- **EXERCISE**: An exact copy of every entry is required, minus the pictures.

Data entries
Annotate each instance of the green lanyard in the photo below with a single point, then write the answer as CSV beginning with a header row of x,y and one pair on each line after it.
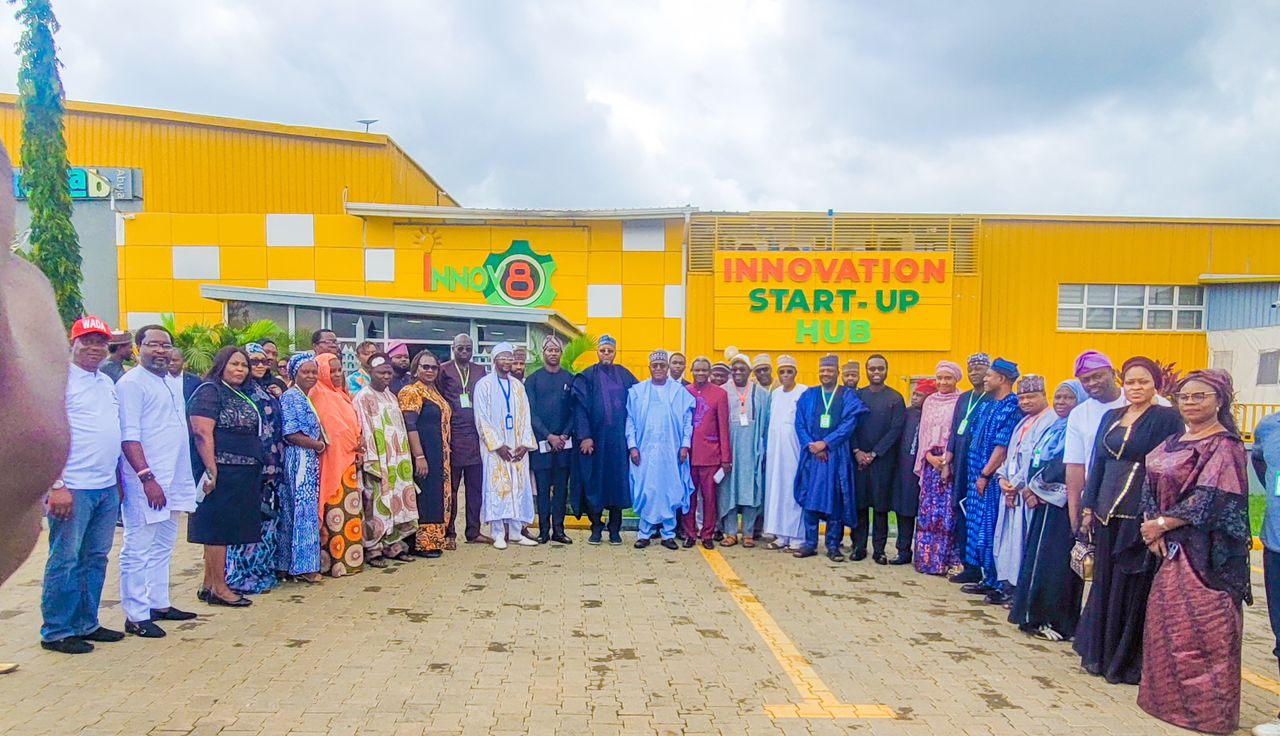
x,y
824,420
973,405
250,402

- **COMPLETED EXERCISE**:
Annotate each instance of the green lanyard in the photo below with a single point, then write the answer as CSV beginning with a header row of x,y and one pair on each line after it.
x,y
824,420
973,405
250,402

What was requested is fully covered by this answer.